Série d'exercices =>
1. Relevez toutes les œuvres que le passage sur l’Odyssée désigne par leur titre.
2. Recopiez le passage sur l’Odyssée entre « Reste que si » et « à la source. », inclus, en remplaçant « sentiers buissonniers » par « chemins de traverse ».

Passage cité =>
L’effet secondaire fascinant des programmes scolaires consiste à rendre rébarbatif ce vers quoi n’importe quel être humain, pourvu qu’il ne soit pas élève, se dirigerait avec plaisir. Ainsi, ma collègue enseignant la littérature se bat elle avec les élèves dont nous partageons la responsabilité pour obtenir d’eux qu’ils lisent l’Odyssée, alors même que dans les fiches de rentrée remplies par les élèves, je ne compte plus celles qui émanent de jeunes gens affirmant aimer la mythologie. Le paradoxe n’est qu’apparent : la culture ne se reçoit pas comme un objet qu’il s’agirait d’ingurgiter, mais doit faire l’objet d’une expérience vécue, d’une rencontre, d’une ouverture de soi à autre chose que soi, au cours de laquelle ce n’est pas moi qui vais emporter avec moi ce livre, ou ce film, ou cette musique, mais c’est au contraire l’oeuvre qui va m’emporter, me ravir au sens propre. Parce que, qu’on le veuille ou non, faire l’épreuve de l’Odyssée, ce n’est pas apprendre ce qu’il est nécessaire de savoir pour être apte à tel ou tel emploi. C’est là ce qui peut retirer à la littérature toute valeur et l’exclure à terme de ce qui doit être enseigné; c’est aussi ce qui peut la mettre au dessus de toute évaluation en lui reconnaissant une valeur telle qu’elle appartiendrait à ce patrimoine si précieux que chaque génération n’aurait de cesse de le transmettre.
Reste que si les adultes, parents, enseignants et politiques doivent obéir à l’exigence de transmission, les élèves doivent, eux, rencontrer les oeuvres dans un contexte un peu étrange, puisqu’il s’agit d’éprouver la liberté artistique dans le cadre contraint de l’école. Le mieux, dès lors, est parfois de découvrir les oeuvres par les sentiers buissonniers, par les échos qu’elles produisent dans la culture, comme en physique on comprend les principes de la matière sans les observer directement, mais par l’intermédiaire des effets qu’ils produisent, et en remontant ensuite à la source.
Ainsi, là où L’Odyssée, ce texte antique chargé d’une histoire plus lourde encore par le poids des siècles de transmission orale qui l’ont précédé devient fascinant, c’est dans son aptitude à générer encore aujourd’hui du sens, de la pensée, un regard sur le monde, de nouveaux discours et de nouvelles oeuvres. En littérature, ce sera James Joyce et ce livre-monde qu’est son Ulysse, qui n’est justement pas une simple adaptation, mais une véritable création, une remise en question des codes même du roman, de sa définition, de sa nature, à travers les pérégrinations de Léopold Blum, petit personnage sans histoires, dans Dublin, au cours d’une seule journée. Au cinéma, au-delà des péplums qui, immanquablement, se devaient de reprendre avec tout le folklore qui accompagne ce genre, et le charme qui l’accompagne, les aventure d’Ulysse, c’est dans un film des frères Coen, O’ Brother, qu’on va trouver un des échos les plus étonnants, et les plus originaux de l’oeuvre d’Homère.

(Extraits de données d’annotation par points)

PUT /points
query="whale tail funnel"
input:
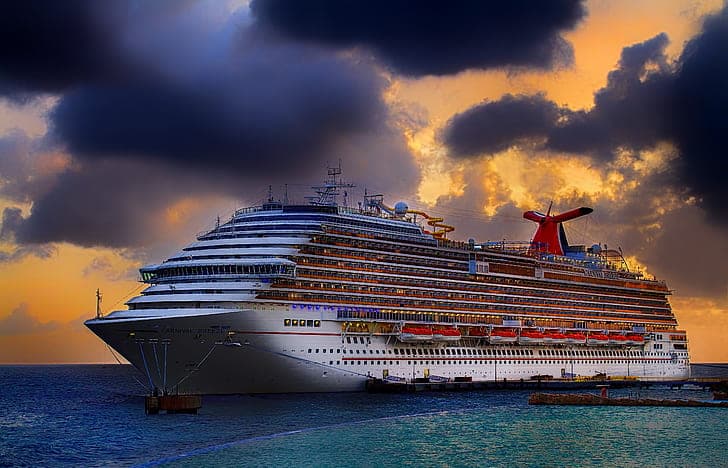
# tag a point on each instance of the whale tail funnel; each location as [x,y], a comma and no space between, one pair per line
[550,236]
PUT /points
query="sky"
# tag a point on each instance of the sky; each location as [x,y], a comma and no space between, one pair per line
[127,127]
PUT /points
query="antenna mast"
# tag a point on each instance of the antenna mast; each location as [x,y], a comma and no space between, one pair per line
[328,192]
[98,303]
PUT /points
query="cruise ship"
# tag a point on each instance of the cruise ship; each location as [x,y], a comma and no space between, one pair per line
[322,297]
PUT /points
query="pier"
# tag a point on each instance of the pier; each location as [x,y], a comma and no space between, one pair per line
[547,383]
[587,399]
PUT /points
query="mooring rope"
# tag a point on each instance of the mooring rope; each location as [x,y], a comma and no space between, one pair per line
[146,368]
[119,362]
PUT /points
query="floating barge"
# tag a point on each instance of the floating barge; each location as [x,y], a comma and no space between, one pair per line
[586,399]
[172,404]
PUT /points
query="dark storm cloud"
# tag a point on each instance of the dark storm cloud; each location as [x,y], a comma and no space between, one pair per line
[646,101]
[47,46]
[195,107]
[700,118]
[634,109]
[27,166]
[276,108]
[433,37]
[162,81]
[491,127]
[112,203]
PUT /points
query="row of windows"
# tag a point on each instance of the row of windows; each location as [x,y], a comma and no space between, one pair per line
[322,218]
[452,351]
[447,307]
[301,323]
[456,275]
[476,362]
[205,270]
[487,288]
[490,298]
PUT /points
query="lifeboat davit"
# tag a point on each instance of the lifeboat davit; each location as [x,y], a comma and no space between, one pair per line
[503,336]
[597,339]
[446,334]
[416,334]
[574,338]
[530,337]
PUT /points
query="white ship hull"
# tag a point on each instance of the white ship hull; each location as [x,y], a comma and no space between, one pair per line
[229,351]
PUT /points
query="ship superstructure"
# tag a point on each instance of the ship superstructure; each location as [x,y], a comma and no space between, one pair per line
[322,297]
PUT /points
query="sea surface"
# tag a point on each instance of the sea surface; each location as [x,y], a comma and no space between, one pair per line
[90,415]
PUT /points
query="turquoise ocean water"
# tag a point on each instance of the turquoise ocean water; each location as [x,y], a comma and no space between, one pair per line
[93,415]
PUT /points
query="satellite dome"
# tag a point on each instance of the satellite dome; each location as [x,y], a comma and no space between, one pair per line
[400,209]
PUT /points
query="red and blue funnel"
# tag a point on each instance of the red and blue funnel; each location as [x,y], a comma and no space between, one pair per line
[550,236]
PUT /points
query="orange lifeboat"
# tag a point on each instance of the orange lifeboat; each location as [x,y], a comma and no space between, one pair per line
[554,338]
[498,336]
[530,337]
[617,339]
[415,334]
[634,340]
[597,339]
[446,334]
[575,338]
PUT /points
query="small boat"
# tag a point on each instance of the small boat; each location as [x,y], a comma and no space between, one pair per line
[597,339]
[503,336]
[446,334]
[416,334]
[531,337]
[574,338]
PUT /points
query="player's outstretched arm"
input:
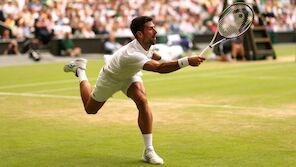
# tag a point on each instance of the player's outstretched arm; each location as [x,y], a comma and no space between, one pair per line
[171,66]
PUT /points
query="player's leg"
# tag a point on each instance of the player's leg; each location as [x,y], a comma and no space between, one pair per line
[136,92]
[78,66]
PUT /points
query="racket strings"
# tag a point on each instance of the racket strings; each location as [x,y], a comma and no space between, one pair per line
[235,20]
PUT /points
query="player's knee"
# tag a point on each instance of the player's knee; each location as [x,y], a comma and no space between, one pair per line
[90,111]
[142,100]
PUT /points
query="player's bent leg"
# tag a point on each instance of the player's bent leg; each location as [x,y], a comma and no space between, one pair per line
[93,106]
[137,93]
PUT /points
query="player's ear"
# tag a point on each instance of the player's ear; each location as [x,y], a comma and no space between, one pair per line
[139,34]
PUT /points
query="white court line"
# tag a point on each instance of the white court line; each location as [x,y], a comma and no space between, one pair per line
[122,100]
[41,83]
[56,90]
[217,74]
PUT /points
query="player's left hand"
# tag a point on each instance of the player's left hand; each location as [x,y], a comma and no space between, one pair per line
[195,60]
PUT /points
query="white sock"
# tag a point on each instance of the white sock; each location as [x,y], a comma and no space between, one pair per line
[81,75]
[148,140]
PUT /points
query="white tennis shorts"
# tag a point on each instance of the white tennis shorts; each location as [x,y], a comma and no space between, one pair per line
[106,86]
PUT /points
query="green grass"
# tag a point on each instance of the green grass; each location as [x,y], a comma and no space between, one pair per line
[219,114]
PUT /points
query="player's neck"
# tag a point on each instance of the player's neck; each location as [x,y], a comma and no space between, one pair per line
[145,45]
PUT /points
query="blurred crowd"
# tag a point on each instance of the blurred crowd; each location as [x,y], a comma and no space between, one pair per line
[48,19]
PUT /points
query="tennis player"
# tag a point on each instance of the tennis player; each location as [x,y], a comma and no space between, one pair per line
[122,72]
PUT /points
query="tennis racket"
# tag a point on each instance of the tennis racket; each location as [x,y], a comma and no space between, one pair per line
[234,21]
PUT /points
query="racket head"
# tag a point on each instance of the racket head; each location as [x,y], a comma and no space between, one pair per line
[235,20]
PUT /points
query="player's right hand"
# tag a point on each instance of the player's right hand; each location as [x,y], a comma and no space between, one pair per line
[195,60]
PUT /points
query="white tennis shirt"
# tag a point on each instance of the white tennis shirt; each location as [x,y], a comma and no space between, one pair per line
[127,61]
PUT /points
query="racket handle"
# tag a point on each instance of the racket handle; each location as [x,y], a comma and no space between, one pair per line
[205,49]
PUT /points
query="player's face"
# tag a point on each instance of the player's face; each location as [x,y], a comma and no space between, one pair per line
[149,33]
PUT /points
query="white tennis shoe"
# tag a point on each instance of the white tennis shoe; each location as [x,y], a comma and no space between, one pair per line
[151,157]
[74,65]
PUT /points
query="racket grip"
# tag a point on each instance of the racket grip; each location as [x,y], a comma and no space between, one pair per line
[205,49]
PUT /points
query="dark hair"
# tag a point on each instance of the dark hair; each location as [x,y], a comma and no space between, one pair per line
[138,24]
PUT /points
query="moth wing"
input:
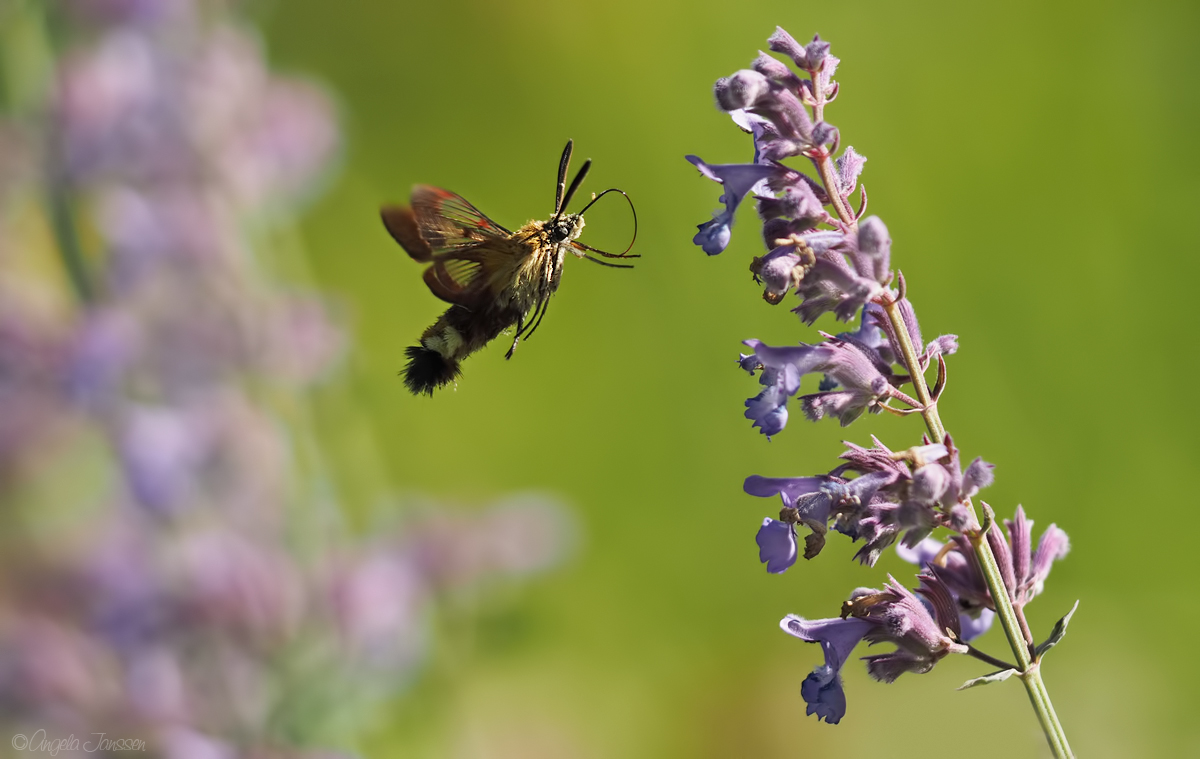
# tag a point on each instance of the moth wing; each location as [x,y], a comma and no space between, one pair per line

Réponses par consigne =>
1. L’Odyssée, Ulysse, O’ Brother

2.
Reste que si les adultes, parents, enseignants et politiques doivent obéir à l’exigence de transmission, les élèves doivent, eux, rencontrer les oeuvres dans un contexte un peu étrange, puisqu’il s’agit d’éprouver la liberté artistique dans le cadre contraint de l’école. Le mieux, dès lors, est parfois de découvrir les oeuvres par les chemins de traverse, par les échos qu’elles produisent dans la culture, comme en physique on comprend les principes de la matière sans les observer directement, mais par l’intermédiaire des effets qu’ils produisent, et en remontant ensuite à la source.